┏━━

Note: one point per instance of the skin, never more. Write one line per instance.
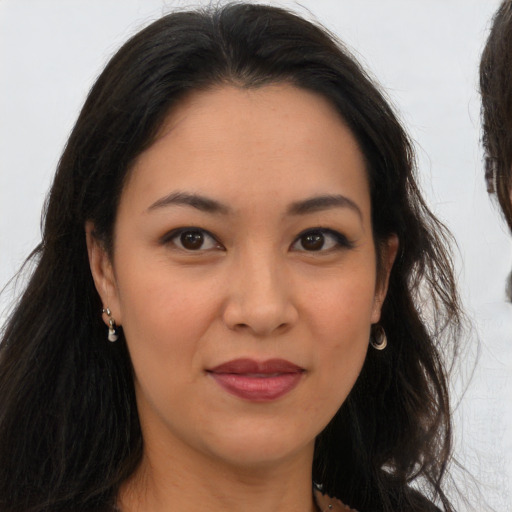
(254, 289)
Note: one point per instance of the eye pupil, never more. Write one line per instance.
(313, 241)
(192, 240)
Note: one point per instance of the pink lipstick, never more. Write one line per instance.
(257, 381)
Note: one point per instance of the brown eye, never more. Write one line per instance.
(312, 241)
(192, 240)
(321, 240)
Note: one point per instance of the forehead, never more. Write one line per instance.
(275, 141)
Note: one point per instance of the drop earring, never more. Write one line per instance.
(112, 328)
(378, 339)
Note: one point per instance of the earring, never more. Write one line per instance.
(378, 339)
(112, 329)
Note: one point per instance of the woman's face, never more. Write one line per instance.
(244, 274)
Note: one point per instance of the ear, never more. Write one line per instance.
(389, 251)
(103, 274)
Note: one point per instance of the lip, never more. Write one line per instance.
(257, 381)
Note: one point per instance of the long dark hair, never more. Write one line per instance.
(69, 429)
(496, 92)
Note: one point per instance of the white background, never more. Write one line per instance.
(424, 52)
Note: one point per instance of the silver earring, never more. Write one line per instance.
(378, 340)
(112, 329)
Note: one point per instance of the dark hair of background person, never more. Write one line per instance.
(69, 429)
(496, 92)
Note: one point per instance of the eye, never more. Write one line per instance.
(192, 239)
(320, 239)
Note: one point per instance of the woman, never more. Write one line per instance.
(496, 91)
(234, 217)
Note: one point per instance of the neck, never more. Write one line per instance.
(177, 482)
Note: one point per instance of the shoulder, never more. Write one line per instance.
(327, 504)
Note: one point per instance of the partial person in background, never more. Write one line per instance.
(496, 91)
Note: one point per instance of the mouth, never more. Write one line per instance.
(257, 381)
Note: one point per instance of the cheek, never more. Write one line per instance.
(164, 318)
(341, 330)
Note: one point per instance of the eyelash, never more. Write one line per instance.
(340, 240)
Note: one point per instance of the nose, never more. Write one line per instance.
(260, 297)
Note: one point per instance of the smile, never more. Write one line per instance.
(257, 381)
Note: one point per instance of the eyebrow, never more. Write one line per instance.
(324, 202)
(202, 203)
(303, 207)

┗━━

To be done
Copy all of the data above word for word, leaving out the picture.

Solution to this exercise
Note: one point per instance of the skin, never more. Write one line per instance.
(254, 289)
Note: one point per instance of the eye pupil, never more. Write one line per instance.
(313, 241)
(192, 240)
Note: one point per instance of the pink lipstick, never more. Write one line per instance.
(257, 381)
Note: one point per instance of the brown eye, never more. Write one line per instance.
(312, 241)
(192, 240)
(321, 240)
Note: one point per instance of the forehead, never more. Write one line per instance.
(275, 141)
Note: one point per instance of the drop earring, never more. Write one line per instance.
(112, 328)
(378, 339)
Note: one point per instance of the earring, never more. Write one line per instance.
(378, 339)
(112, 329)
Note: one point per instance of the woman's face, never more. Write one line per instance.
(244, 274)
Note: one point per instance of the ear, never more. Write one line per instance.
(389, 251)
(103, 274)
Note: one point per instance of the lip, never more. Write one line per instance.
(257, 381)
Note: one point per instance of the long dark hair, never more. Write one line per instance.
(69, 429)
(496, 92)
Note: one point per instance of the white background, never more. Write one line per instance.
(424, 52)
Note: one point per instance of the silver earring, never more. Write one line per instance.
(378, 340)
(112, 329)
Note: one point per instance of the dark hair of background person, never more. Write one line per instance.
(69, 429)
(496, 92)
Note: one point per instance of the eye, never more. Write one line per instance.
(192, 239)
(320, 239)
Note: one point per instance of the woman, never more. Write one line per instance.
(496, 91)
(234, 217)
Note: one point per instance of the neck, never more. Write one line per instance.
(177, 482)
Note: one point per instance of the shoulder, never more. Write one line per instance.
(327, 504)
Note: one point per instance of the partial person in background, never more. Write one line per instance.
(496, 91)
Note: one point per instance of the mouth, never more. Write one line per instance.
(257, 381)
Note: one point per instance of the cheek, never more. Write one line per instance.
(164, 318)
(341, 330)
Note: one point per instance of the eyelash, never more. Write one line per instance.
(340, 240)
Note: one point per instance of the nose, never more. Write one line per instance.
(260, 297)
Note: one point per instance of the smile, never more. Write one line per instance.
(257, 381)
Note: one point per instance of the eyebrow, never more. Write one line per instance.
(324, 202)
(202, 203)
(303, 207)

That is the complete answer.